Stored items
===

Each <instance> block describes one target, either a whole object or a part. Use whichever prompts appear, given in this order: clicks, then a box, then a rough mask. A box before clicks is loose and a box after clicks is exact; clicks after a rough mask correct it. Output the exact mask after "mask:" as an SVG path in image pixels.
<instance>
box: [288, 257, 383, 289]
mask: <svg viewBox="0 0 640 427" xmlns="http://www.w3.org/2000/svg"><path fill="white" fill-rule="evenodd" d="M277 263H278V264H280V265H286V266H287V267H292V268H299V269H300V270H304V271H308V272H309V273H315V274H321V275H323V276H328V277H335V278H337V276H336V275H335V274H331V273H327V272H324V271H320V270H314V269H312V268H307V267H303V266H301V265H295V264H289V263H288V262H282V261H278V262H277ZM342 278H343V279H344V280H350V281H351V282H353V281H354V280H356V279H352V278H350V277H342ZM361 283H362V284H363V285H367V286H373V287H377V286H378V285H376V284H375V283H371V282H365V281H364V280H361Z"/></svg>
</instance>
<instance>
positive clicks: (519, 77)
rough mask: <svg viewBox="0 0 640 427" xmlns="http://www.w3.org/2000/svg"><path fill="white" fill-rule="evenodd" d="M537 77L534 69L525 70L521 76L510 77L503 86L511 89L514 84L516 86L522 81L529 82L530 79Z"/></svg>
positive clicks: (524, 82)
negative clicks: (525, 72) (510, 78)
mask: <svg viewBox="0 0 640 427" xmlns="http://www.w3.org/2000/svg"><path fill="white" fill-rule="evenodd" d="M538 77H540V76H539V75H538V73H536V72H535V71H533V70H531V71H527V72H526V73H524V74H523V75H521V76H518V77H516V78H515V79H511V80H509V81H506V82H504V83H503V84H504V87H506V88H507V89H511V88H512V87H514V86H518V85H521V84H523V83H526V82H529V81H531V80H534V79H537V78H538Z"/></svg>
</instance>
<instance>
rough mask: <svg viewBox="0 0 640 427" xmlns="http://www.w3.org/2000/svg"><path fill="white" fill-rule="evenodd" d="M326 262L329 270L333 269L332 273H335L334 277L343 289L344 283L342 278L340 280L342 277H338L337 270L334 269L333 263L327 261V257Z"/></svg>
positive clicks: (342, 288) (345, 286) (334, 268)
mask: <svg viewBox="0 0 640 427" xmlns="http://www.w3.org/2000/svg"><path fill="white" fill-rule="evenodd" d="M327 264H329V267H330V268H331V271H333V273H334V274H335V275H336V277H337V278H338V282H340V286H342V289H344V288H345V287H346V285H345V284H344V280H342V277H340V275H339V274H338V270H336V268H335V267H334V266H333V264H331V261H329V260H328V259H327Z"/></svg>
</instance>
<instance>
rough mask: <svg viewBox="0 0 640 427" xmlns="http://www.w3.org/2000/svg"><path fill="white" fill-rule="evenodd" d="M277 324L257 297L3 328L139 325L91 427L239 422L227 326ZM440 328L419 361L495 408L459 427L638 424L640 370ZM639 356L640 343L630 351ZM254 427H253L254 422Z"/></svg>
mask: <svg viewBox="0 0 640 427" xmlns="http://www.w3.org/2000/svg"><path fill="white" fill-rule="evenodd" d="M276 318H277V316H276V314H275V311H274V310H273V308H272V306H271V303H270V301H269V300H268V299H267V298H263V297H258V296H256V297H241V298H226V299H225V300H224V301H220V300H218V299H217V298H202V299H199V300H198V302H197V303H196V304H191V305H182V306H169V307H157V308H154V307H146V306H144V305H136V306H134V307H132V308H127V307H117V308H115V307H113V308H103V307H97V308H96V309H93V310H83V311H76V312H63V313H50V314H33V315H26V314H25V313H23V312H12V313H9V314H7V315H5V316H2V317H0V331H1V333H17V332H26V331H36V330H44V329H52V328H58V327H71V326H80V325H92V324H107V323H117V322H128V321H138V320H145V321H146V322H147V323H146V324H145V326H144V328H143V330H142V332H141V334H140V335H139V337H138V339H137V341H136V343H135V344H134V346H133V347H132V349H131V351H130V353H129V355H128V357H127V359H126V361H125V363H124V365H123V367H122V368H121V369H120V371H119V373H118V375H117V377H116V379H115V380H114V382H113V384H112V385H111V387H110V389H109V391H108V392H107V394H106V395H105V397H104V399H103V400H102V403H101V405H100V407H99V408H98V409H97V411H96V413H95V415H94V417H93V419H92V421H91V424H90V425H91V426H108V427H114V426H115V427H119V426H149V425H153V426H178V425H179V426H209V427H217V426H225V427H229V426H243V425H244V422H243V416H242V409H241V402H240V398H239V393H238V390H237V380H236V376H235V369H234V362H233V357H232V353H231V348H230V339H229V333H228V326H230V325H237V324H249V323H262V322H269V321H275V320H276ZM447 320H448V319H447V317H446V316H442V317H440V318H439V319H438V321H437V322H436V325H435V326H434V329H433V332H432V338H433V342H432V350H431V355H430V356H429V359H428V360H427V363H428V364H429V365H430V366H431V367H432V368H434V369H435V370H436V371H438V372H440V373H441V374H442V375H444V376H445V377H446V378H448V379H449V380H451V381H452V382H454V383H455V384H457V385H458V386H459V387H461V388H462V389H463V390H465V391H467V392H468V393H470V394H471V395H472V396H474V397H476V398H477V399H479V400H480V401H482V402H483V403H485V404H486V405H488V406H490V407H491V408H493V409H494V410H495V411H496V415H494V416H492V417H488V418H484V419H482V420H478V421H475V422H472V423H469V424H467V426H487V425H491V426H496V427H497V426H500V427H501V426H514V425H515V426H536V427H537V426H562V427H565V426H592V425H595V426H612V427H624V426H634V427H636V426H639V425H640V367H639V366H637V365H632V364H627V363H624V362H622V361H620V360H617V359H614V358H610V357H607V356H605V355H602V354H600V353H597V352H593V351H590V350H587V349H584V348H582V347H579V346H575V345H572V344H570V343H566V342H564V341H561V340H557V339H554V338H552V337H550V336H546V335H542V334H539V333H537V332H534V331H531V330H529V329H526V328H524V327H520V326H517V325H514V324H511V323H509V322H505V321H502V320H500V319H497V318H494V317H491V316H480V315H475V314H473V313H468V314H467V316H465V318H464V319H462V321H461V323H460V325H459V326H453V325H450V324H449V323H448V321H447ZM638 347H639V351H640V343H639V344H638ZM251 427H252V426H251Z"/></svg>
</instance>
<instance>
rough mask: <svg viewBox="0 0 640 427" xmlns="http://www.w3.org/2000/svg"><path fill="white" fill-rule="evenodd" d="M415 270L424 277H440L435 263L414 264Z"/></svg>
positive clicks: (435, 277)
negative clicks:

===

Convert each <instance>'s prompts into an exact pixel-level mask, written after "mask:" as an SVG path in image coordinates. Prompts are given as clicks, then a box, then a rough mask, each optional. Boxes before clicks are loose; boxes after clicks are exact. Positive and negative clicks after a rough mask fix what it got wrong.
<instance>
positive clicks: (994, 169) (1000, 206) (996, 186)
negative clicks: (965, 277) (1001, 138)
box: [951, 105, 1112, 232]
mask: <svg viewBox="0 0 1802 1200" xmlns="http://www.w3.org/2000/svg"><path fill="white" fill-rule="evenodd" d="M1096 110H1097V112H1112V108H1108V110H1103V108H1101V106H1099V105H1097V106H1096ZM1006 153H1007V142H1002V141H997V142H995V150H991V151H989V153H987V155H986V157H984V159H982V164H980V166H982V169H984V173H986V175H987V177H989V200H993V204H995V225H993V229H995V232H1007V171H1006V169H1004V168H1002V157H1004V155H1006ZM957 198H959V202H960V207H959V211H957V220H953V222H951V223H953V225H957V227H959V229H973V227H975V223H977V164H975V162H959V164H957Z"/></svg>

===

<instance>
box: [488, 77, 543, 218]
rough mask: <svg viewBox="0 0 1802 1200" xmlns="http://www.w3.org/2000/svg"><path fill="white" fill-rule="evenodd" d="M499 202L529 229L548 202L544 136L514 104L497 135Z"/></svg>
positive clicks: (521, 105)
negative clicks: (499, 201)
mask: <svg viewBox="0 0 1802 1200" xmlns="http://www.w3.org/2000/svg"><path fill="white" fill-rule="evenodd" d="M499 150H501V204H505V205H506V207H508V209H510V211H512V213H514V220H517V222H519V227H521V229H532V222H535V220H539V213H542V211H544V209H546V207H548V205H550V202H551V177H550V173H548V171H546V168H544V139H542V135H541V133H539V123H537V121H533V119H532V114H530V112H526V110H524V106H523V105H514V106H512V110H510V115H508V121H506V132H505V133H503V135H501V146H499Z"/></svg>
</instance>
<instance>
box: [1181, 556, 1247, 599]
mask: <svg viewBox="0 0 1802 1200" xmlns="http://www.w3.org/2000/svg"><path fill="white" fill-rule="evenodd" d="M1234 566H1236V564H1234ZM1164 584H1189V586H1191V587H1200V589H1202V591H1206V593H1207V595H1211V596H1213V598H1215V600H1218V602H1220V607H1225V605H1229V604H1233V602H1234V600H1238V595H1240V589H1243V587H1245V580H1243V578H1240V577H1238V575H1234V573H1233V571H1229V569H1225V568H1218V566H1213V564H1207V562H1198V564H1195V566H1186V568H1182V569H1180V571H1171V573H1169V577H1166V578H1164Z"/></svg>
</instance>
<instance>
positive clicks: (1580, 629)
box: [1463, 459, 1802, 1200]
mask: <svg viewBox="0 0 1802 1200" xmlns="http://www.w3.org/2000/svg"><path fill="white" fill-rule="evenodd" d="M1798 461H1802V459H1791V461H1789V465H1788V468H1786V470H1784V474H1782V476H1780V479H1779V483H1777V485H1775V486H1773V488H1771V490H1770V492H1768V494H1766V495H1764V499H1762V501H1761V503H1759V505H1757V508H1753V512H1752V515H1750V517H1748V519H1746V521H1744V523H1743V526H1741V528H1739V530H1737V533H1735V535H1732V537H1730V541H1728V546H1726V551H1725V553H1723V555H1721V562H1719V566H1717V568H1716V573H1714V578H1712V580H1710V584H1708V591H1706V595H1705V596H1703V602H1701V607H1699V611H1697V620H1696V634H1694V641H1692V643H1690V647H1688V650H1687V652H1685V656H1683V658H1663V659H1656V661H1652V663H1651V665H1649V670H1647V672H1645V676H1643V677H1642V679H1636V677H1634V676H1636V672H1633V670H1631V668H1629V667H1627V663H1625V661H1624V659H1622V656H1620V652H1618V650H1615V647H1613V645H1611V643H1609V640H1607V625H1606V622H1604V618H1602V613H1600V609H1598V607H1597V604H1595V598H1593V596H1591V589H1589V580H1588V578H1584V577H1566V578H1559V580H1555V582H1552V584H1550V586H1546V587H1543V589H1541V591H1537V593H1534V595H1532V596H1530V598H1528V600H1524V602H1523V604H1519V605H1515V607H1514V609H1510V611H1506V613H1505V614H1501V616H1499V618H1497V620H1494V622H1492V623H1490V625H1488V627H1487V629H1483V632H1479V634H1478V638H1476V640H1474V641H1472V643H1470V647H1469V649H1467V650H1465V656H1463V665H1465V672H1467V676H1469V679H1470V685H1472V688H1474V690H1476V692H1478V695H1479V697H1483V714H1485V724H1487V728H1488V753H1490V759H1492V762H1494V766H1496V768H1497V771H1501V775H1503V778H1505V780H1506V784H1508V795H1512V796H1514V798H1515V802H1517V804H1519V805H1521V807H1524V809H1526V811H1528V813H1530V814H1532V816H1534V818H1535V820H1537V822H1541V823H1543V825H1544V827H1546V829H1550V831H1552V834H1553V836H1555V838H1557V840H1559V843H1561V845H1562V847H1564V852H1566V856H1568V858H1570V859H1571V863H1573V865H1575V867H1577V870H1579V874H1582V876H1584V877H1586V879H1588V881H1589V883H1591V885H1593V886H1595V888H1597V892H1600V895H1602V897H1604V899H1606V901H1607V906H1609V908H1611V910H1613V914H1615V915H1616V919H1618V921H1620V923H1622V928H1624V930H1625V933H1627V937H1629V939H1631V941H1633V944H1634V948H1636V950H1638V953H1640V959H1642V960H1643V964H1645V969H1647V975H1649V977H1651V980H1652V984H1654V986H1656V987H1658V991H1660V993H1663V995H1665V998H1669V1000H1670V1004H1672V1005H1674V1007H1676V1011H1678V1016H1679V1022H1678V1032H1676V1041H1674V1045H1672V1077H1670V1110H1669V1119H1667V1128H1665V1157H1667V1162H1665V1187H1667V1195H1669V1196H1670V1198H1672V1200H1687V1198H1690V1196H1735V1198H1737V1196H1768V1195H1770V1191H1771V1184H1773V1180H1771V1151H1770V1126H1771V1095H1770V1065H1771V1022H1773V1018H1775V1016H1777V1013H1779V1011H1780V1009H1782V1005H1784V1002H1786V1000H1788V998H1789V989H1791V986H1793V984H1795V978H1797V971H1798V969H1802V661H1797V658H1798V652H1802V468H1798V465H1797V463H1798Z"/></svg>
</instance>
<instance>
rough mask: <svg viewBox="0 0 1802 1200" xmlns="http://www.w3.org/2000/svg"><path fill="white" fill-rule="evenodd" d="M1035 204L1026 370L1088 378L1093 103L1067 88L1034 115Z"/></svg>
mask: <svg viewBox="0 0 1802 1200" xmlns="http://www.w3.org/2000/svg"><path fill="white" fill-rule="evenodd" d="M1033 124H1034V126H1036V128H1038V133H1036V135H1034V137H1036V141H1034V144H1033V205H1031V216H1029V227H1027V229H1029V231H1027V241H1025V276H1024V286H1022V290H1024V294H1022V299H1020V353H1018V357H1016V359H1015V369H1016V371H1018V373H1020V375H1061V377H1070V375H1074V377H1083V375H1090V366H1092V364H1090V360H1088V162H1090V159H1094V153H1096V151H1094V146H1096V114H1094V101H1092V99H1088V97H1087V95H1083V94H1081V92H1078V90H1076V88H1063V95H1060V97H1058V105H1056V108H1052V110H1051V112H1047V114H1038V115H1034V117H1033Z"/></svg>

===

• [Task to carry out]: Pick out every line of the rows above that contains the word "prompts", and copy each one in full.

• [Task response]:
Each <instance> block describes one target, either a whole object or a part. Use whichever prompts appear, given in this order: clicks, then a box, then a rough mask. A box before clicks is loose and a box after clicks is exact; clicks after a rough mask correct it. Output the exact mask after "mask:" as an SVG path in image pixels.
Convert each <instance>'s prompts into an exact pixel-level mask, written after "mask:" as an SVG path in image coordinates. Prompts are given as clicks, then a box, then a rough mask, each optional. Boxes before clicks are loose; boxes after clicks are exact. Positive and negative clicks after a rough mask fix what it got wrong.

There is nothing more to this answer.